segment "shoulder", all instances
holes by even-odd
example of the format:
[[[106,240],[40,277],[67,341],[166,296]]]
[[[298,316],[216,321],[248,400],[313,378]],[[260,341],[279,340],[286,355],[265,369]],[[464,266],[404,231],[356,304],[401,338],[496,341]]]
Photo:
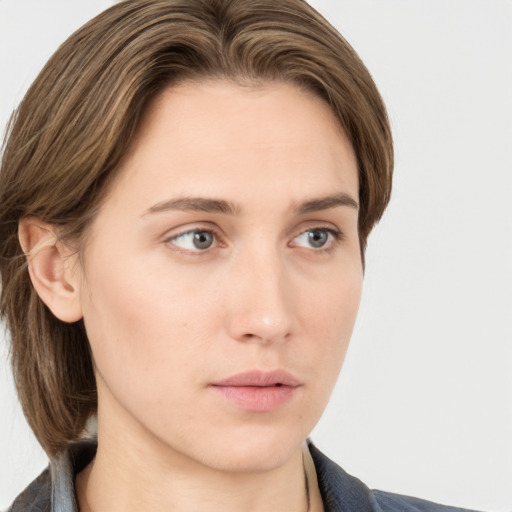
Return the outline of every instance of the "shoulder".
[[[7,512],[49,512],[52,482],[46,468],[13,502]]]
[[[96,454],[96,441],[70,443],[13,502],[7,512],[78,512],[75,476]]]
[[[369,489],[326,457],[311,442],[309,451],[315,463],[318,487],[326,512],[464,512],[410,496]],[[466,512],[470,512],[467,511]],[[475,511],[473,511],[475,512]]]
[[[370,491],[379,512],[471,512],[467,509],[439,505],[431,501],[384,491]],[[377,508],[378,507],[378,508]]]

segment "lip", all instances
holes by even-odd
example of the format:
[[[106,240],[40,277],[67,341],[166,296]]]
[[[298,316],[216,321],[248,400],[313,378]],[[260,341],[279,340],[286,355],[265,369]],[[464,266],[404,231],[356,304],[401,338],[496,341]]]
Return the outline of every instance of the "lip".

==*==

■ Task brief
In your copy, omit the pictures and restate every line of the data word for word.

■ Written answer
segment "shoulder", all instances
holes by even-odd
example of the format:
[[[106,240],[40,277],[67,341],[166,296]]]
[[[298,316],[216,321],[248,400],[313,378]],[[260,341],[279,340],[286,355],[265,369]],[[464,266],[404,231],[356,304],[401,338],[496,341]]]
Photo:
Return the outline of every instance of the "shoulder".
[[[7,512],[49,512],[52,482],[46,468],[13,502]]]
[[[96,454],[96,441],[70,443],[13,502],[7,512],[78,512],[75,476]]]
[[[369,489],[326,457],[311,442],[309,451],[315,463],[318,487],[326,512],[464,512],[410,496]],[[466,512],[470,512],[467,511]],[[475,511],[473,511],[475,512]]]
[[[370,491],[379,512],[471,512],[467,509],[439,505],[431,501],[384,491]],[[377,508],[378,507],[378,508]]]

segment "lip", all instances
holes by even-odd
example of the format:
[[[106,240],[40,277],[67,341],[166,296]]]
[[[298,316],[216,321],[248,400],[313,378]],[[260,341],[279,340],[286,355],[265,369]],[[464,266],[404,231],[356,304],[401,338],[496,341]]]
Return the outline of every instance of the "lip".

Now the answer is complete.